Zu lesender Auszug —
::::

(„Au Nom de Ma Fille“ directed by Vincent Garenq, 2016)
André Bamberski (Daniel Auteuil) kann kaum fassen, was er da hört: Seine Tochter soll tot sein. Gestorben, eines Nachts, während sie die Ferien bei ihrer leiblichen Mutter (Marie-Josée Croze) und ihrem Stiefvater Dieter Krombach (Sebastian Koch) verbrachte. Zunächst ist Bamberski zu schockiert, um über die Situation nachzudenken, zumal Krombach auch Arzt ist. Und der hatte die 14-Jährige ja tot aufgefunden. Mit der Zeit wird er aber doch misstrauisch, gerade auch, als die Autopsie von Ungereimtheiten spricht. Was ist wirklich in jener Nacht passiert? Was verheimlicht ihm der deutsche Arzt?
Ein Mann, dessen Tochter stirbt und der mehr als 25 Jahre darum kämpfen muss, dass der Fall aufgeklärt und der Täter überführt wird – das ist schon harter Tobak. Umso mehr, da die Geschichte von Bamberski auf einem wahren Fall basiert. Von 1982 bis 2009 hat er gekämpft. Gegen den Verbrecher, gegen das Vergessen. Und auch gegen die Justiz, die sich mal nicht für ihn interessierte, ihn nicht ernst nahm. Die ihn zeitweise auch aktiv behinderte bei der Suche nach der Wahrheit.

::::

Gespeicherte Dateneinträge —
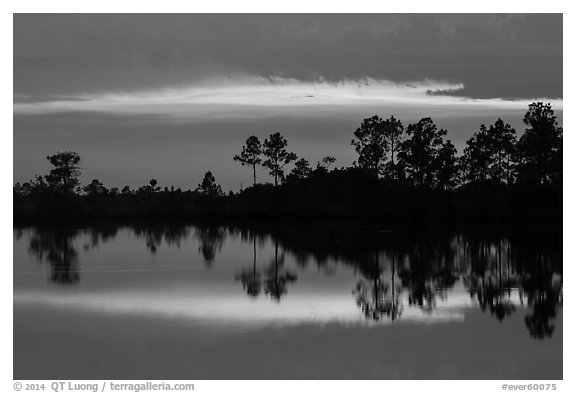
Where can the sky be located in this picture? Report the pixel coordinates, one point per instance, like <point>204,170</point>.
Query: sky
<point>169,97</point>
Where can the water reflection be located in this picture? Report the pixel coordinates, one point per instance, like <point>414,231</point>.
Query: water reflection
<point>57,248</point>
<point>395,272</point>
<point>250,277</point>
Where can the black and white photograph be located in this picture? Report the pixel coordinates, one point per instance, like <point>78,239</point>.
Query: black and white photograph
<point>288,196</point>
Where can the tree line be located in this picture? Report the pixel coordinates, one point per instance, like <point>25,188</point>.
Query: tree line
<point>391,156</point>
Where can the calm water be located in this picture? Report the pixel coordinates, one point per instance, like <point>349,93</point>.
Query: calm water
<point>214,302</point>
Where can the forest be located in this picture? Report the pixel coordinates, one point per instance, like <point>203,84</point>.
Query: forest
<point>409,173</point>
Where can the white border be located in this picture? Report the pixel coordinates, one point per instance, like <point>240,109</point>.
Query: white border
<point>420,6</point>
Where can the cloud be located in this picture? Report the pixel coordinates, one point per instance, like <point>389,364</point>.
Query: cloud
<point>257,96</point>
<point>509,56</point>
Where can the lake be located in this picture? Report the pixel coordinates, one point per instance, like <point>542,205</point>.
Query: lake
<point>287,301</point>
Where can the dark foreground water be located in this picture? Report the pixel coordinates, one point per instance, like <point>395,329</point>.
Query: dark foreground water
<point>289,302</point>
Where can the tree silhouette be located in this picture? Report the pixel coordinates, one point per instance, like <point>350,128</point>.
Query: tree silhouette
<point>420,152</point>
<point>64,176</point>
<point>446,166</point>
<point>490,153</point>
<point>393,133</point>
<point>540,144</point>
<point>250,155</point>
<point>328,161</point>
<point>371,144</point>
<point>209,187</point>
<point>301,170</point>
<point>95,188</point>
<point>277,156</point>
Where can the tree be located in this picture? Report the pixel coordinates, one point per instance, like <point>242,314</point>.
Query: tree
<point>328,161</point>
<point>477,156</point>
<point>301,170</point>
<point>250,155</point>
<point>393,133</point>
<point>446,166</point>
<point>503,149</point>
<point>371,144</point>
<point>209,186</point>
<point>375,139</point>
<point>277,155</point>
<point>420,152</point>
<point>64,176</point>
<point>153,183</point>
<point>95,188</point>
<point>540,145</point>
<point>490,153</point>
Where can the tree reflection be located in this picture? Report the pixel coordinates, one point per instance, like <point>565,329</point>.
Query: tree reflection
<point>57,248</point>
<point>277,277</point>
<point>376,298</point>
<point>211,240</point>
<point>544,295</point>
<point>251,278</point>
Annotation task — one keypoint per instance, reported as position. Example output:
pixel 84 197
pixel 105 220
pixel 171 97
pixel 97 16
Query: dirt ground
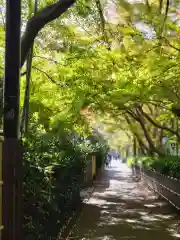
pixel 121 208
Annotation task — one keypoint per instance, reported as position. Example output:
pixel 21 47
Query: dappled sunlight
pixel 123 209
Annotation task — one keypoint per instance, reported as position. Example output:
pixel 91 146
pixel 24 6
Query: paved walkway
pixel 123 209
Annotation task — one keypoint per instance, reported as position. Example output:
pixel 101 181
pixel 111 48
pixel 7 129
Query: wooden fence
pixel 167 187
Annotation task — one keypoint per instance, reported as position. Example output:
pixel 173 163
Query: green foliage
pixel 166 165
pixel 53 175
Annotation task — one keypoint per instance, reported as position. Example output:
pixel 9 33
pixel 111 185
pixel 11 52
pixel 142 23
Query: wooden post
pixel 12 160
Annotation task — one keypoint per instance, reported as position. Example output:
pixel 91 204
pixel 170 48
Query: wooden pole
pixel 12 160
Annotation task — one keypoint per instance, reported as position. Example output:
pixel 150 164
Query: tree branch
pixel 156 124
pixel 38 21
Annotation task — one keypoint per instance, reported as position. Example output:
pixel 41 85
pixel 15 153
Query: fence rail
pixel 166 187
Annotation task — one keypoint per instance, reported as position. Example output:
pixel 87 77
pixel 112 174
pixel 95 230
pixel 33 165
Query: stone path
pixel 123 209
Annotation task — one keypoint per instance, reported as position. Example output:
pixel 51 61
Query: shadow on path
pixel 123 209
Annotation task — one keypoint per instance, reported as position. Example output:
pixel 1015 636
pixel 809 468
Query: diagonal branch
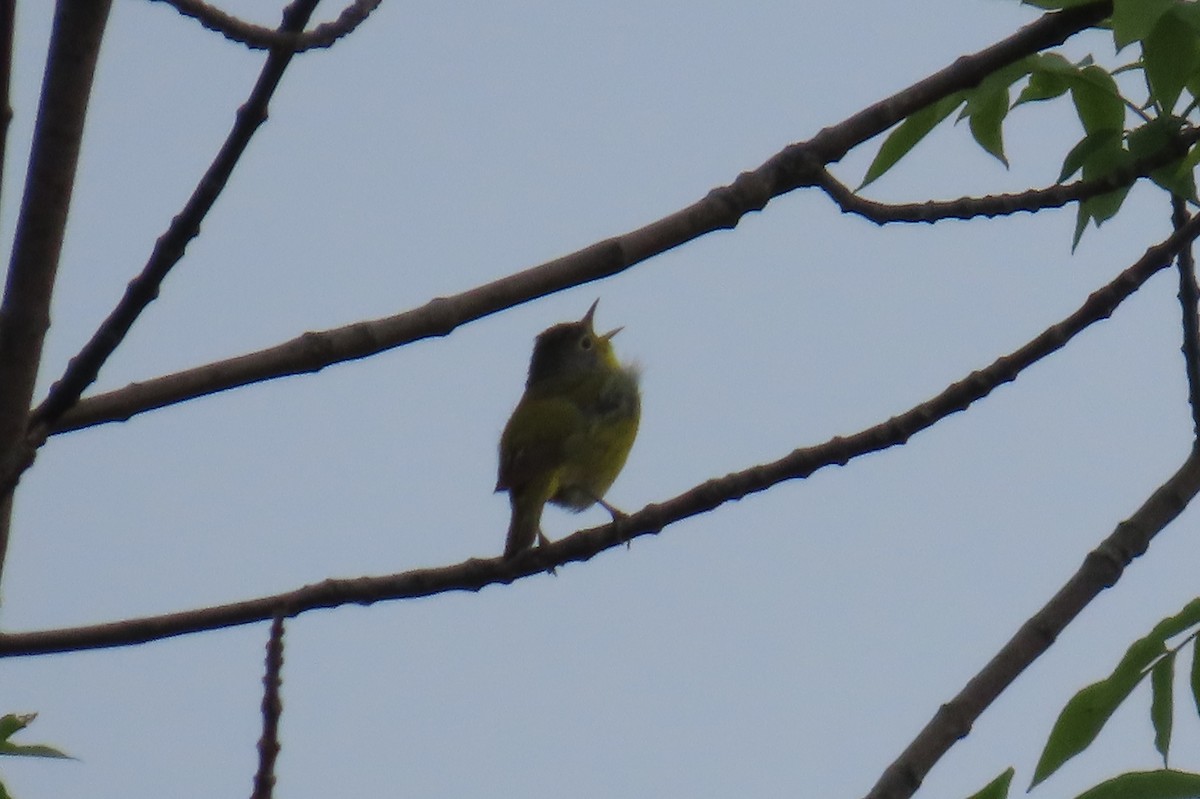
pixel 475 574
pixel 1101 569
pixel 169 248
pixel 41 226
pixel 993 205
pixel 1189 302
pixel 796 166
pixel 258 37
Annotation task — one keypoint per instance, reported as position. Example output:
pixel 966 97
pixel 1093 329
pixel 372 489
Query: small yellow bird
pixel 571 431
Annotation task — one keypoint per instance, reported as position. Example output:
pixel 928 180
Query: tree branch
pixel 169 248
pixel 993 205
pixel 475 574
pixel 41 226
pixel 269 743
pixel 1101 569
pixel 261 38
pixel 1189 302
pixel 7 20
pixel 799 164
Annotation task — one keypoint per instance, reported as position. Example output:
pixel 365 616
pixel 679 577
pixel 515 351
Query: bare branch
pixel 261 38
pixel 269 743
pixel 37 242
pixel 797 166
pixel 1189 302
pixel 475 574
pixel 1101 569
pixel 1032 200
pixel 169 248
pixel 7 20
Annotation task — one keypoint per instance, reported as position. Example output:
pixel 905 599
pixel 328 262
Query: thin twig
pixel 169 248
pixel 261 38
pixel 1189 302
pixel 993 205
pixel 475 574
pixel 273 706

::::

Zu erledigende Aufgaben —
a. Gib die Filmbesprechung von „Ein Mann, dessen“ bis einschließlich „nach der Wahrheit.“ wortgetreu wieder.
b. Führe die Filmbesprechung zu „Au Nom de Ma Fille“ ab ihrem letzten Satz weiter.

Die Antworten —
a.
Ein Mann, dessen Tochter stirbt und der mehr als 25 Jahre darum kämpfen muss, dass der Fall aufgeklärt und der Täter überführt wird – das ist schon harter Tobak. Umso mehr, da die Geschichte von Bamberski auf einem wahren Fall basiert. Von 1982 bis 2009 hat er gekämpft. Gegen den Verbrecher, gegen das Vergessen. Und auch gegen die Justiz, die sich mal nicht für ihn interessierte, ihn nicht ernst nahm. Die ihn zeitweise auch aktiv behinderte bei der Suche nach der Wahrheit.

b.
Ein Fest für Verschwörungstheoretiker
Warum französische, österreichische, vor allem aber deutsche Gesetzeshüter oftmals augenscheinlich wenig Bedarf daran hatten, den Tathergang abschließend zu klären, darüber lässt sich nur spekulieren. Ein bisschen schüttet Der Fall Kalinka – Im Namen meiner Tochter hier Öl ins Feuer von Verschwörungsspezialisten. Wie kann es schließlich sein, dass ein so offensichtlich schuldiger Mann unbehelligt seiner Arbeit nachgehen kann? Als Arzt auch noch? Da muss doch Geld im Spiel gewesen sein, alternativ persönliche Beziehungen. So zumindest der Eindruck.
Ganz klar: Regisseur und Co-Autor Vincent Garenq setzt bei der Adaption von Bamberskis Geschichte wie schon bei seinem Film Haftbefehl – Im Zweifel gegen den Angeklagten auf einen erhöhten und unerhörten Skandalfaktor – vergleichbar zum ähnlich abstrusen Justizgemurkse in Das Versprechen – Erste Liebe lebenslänglich. Und er setzt auf Bamberski selbst. Andere Figuren tauchen auf, sind aber relativ schnell wieder vergessen. Bedauerlich ist das vor allem bei seiner Ex-Frau Dany, die ebenfalls zu den Vorgängen schweigt. Nur an einer Stelle wird es Darstellerin Marie-Josée Croze (Nobody From Nowhere, Every Thing Will Be Fine) erlaubt, mehr zu sein als ein undurchdringliches, unverständliches Schweigen. Bekommt das unbewegliche Verdrängen kleine Risse, hinter der sich die Tragik ihrer Situation zeigt.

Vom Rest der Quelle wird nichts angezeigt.